Each entry should be repeated exactly. Its pictures should not be.

━━━

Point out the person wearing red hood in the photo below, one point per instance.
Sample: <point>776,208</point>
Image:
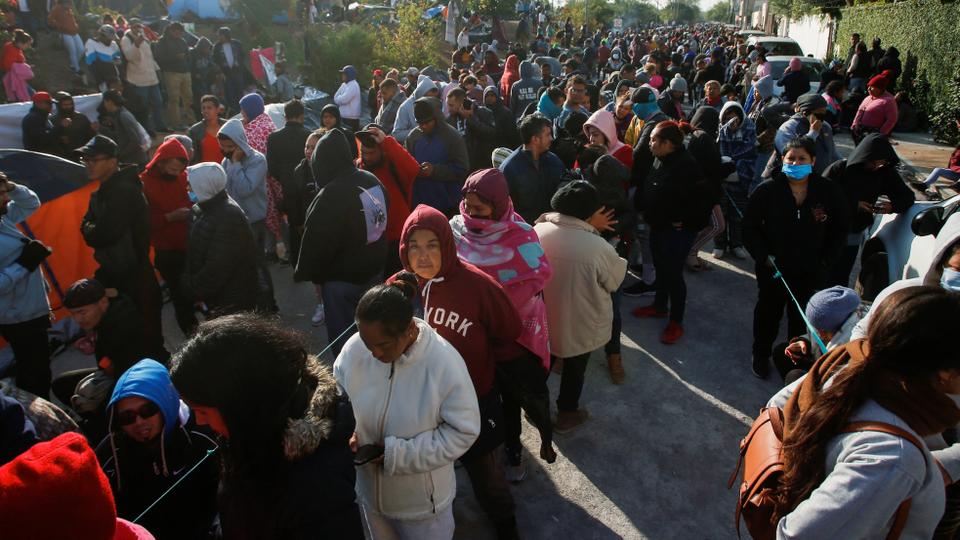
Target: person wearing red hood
<point>469,309</point>
<point>61,475</point>
<point>878,112</point>
<point>165,186</point>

━━━

> _EXERCISE RESPONSE_:
Point out the person wearing red hood in the photo below, one point per instance.
Sample: <point>776,208</point>
Image:
Target: person wearing red hood
<point>469,309</point>
<point>61,475</point>
<point>878,112</point>
<point>165,186</point>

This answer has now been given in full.